(Collected data entries)
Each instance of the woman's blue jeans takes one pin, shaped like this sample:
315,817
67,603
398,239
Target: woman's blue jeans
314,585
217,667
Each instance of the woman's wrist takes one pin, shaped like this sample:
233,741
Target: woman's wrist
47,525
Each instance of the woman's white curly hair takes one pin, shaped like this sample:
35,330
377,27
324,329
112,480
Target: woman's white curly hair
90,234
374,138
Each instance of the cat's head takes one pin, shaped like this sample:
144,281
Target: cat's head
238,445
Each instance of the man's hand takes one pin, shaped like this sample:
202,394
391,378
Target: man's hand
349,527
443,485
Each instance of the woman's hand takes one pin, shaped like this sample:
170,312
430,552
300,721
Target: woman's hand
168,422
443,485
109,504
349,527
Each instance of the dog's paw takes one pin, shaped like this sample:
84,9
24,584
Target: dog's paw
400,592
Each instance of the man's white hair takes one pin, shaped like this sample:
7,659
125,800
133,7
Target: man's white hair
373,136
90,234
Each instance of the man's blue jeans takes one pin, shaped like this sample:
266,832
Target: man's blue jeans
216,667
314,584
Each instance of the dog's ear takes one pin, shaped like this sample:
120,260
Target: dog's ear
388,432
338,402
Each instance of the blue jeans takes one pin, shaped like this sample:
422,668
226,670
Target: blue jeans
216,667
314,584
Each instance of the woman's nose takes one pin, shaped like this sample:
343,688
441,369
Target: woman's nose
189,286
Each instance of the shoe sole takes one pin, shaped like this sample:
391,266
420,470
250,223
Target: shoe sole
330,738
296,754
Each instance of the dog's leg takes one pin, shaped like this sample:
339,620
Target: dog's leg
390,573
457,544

— WORK ORDER —
Nothing may change. Retype all of the entries.

— ANSWER TO THIS EXERCISE —
Each instance of the woman's blue jeans takes one pin, shaped like this sample:
315,817
67,603
398,239
Target: woman's blue jeans
314,585
217,667
Each instance of the woman's wrist takes one pin, shaped like this sample:
233,741
Target: woman's wrist
47,525
Each instance of the woman's white curly hair takes one pin, shaped like this sample:
35,330
377,27
324,329
112,480
Target: woman's white curly hair
90,234
374,138
Each instance of the cat's head takes one pin, shaped like this sample:
144,281
Target: cat's head
238,445
Each instance of the man's hand takes one pin, shaped like this sample:
202,394
391,378
Target: man's hand
349,527
443,485
Each instance of the woman's hand takes one pin, shaped like this sample:
170,312
430,552
300,721
Target: woman's hand
168,422
443,485
109,504
349,527
Each instance of the dog's paw takes one pin, shaped like this sample:
84,9
24,584
Target: dog's paw
400,592
Each instance of the man's white hair takes one pin, shaped like this sample:
7,659
125,800
133,7
Target: man's white hair
373,136
90,234
Each instance of the man's blue jeans takes one pin, shaped like this sample:
266,832
Target: man's blue jeans
216,667
314,584
Each instance of the dog's ear takes one pin, shaped like this sample:
120,260
Target: dog's ear
388,432
338,402
Each instance of the blue jeans takes one pin, shaped like this sample:
422,668
226,670
Target: blue jeans
216,667
314,584
Each instance of the woman's nose takes one pin, shaped like this sample:
343,688
441,369
Target: woman's nose
189,286
Each instance of the shoe sole takes one pin, shaped like this sample:
391,266
420,470
250,223
Target: shoe sole
330,738
296,754
Each instance of the dog's leg takes one pin, shaped like this sample:
339,620
Target: dog's leg
390,573
457,544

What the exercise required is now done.